__YOUR GOAL__. Put every line of the records below into a JSON list of strings, one string per line, leaving out any blank lines.

(Data items)

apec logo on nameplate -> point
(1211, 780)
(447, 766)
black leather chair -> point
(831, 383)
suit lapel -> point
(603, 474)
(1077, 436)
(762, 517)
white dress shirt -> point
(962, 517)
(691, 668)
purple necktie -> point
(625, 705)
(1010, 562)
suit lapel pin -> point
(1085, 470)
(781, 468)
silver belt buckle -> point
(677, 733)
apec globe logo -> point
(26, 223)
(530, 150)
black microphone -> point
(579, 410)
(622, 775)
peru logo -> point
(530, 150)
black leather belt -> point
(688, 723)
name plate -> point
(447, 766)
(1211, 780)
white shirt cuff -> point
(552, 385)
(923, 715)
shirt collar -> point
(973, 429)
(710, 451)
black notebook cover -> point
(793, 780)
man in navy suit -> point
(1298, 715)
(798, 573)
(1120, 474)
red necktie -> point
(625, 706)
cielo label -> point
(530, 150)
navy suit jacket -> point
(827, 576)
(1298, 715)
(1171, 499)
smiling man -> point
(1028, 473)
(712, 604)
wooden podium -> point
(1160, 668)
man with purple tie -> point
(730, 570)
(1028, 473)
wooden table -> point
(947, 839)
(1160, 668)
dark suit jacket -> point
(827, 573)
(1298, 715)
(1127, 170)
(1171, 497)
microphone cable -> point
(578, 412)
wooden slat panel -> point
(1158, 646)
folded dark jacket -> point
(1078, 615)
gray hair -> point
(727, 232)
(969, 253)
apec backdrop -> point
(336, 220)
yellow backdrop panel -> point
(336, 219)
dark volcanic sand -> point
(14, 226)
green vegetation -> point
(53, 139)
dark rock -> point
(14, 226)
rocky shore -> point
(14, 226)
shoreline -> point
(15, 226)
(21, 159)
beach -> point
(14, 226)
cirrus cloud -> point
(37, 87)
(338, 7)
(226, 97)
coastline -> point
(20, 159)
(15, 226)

__RESPONSE TO THE TASK__.
[
  "apec logo on nameplate -> point",
  "(1211, 780)",
  "(447, 766)",
  "black leather chair -> point",
  "(831, 383)",
  "suit lapel -> point",
  "(603, 474)",
  "(1077, 436)",
  "(762, 517)",
  "white dress shirt -> point",
  "(962, 517)",
  "(691, 668)",
  "purple necktie -> point",
  "(625, 705)",
  "(1010, 562)",
  "suit lapel pin -> point",
  "(1085, 470)",
  "(781, 468)",
  "silver belt buckle -> point",
  "(677, 733)",
  "apec globe logo -> point",
  "(26, 223)",
  "(530, 150)",
  "black microphone -> point",
  "(579, 410)",
  "(622, 775)",
  "peru logo -> point",
  "(530, 150)",
  "black leather belt -> point",
  "(688, 723)",
  "name plate -> point",
  "(447, 766)",
  "(1211, 780)",
  "white shirt cuff -> point",
  "(552, 385)",
  "(923, 715)",
  "shirt collar -> point",
  "(973, 429)",
  "(710, 451)",
  "black notebook cover -> point",
  "(793, 780)",
  "man in navy suit -> point",
  "(1298, 715)",
  "(798, 573)",
  "(1120, 474)",
  "red necktie -> point",
  "(625, 706)",
  "cielo label -> point",
  "(530, 150)",
  "navy suit jacket -> point",
  "(827, 576)",
  "(1298, 715)",
  "(1171, 499)",
  "smiling man -> point",
  "(1028, 473)",
  "(712, 604)",
  "wooden podium -> point",
  "(1160, 668)",
  "man with purple tie -> point",
  "(730, 570)",
  "(1028, 473)",
  "wooden table -> point",
  "(947, 839)",
  "(1160, 668)",
  "dark suit jacket -> point",
  "(827, 573)",
  "(1298, 715)",
  "(1127, 170)",
  "(1171, 497)",
  "microphone cable -> point",
  "(578, 412)",
  "wooden slat panel -> point",
  "(1158, 646)",
  "folded dark jacket -> point",
  "(1078, 615)",
  "gray hair -> point",
  "(727, 232)",
  "(969, 253)",
  "apec backdrop -> point",
  "(336, 220)",
  "yellow backdrop panel -> point",
  "(336, 219)",
  "dark volcanic sand -> point",
  "(14, 226)",
  "green vegetation -> point",
  "(53, 139)",
  "dark rock -> point",
  "(14, 226)",
  "rocky shore -> point",
  "(14, 226)",
  "shoreline -> point",
  "(15, 226)",
  "(21, 159)",
  "beach -> point",
  "(14, 226)",
  "cirrus cloud -> point",
  "(37, 87)",
  "(338, 7)",
  "(226, 97)",
  "coastline -> point",
  "(20, 159)",
  "(15, 226)"
]